EXERCISE BRIEF:
Every entry is to be set down a second time, precisely as written.

Records from a collection:
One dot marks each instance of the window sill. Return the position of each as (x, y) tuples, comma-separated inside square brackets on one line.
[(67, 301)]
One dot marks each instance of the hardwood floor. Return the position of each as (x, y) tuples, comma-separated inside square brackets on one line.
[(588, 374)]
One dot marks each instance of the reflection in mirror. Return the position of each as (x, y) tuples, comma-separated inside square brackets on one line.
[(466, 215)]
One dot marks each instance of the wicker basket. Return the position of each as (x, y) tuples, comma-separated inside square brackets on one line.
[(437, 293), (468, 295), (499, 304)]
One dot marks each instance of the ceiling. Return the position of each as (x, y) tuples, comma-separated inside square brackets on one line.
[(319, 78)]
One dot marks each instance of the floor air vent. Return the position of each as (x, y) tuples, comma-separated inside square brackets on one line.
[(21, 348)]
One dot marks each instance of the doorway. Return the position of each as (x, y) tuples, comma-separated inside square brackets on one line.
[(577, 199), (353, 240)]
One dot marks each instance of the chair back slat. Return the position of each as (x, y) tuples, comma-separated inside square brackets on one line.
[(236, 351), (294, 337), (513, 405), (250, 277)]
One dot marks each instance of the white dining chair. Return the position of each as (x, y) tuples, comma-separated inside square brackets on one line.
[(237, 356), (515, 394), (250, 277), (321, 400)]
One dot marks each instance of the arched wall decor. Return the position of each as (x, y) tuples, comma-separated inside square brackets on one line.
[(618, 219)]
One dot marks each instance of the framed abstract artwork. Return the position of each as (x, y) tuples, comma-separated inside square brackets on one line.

SOLUTION:
One dot marks each instance of the window sill. Return the position of each as (x, y) tuples, comma-separated inside square brackets on one line.
[(67, 301)]
One dot marks each instance of the hardwood floor. Return the position of each as (x, y) tuples, comma-separated inside square brackets on one line.
[(588, 374)]
One dot marks each instance of the reflection in mirror. Return the position of each as (x, y) tuples, comma-separated inside square brackets on one line.
[(466, 215)]
One dot marks each instance of the wicker basket. Return the position of each as (x, y) tuples, comma-separated inside square brackets on one line.
[(437, 293), (468, 295), (499, 304)]
One dot marks each instance of the ceiling. Return the position of each as (x, y) tuples, comma-separated inside square brackets on one line.
[(319, 78)]
One dot marks each instance of the floor air vent. Return the position of each as (x, y) tuples, comma-separated inside square brackets on one line.
[(21, 348)]
One dot marks each instance of the doorway. Return the position of each as (x, y) tuples, comma-separated inside square brackets on one line.
[(577, 199), (353, 240)]
One dot marks each instance of the chair back slat. Return the position of each as (x, y) tuples, comma-separated inside square brackets on one line.
[(236, 351), (294, 337), (513, 405), (250, 277)]
One dot marks each instance of the white dining chair. Return the position of each as (x, y) tuples, comma-separated inside square brackets on one line.
[(237, 356), (515, 394), (250, 277), (321, 400)]
One dot marks each instance of the arched wall decor. Return the position of each as (x, y) tuples, comma-separated inside square brackets on one line.
[(618, 219)]
One dot marks each instance of the framed abstract artwork. Return the position of each as (x, y) tuples, comma-separated inside square brackets on one line.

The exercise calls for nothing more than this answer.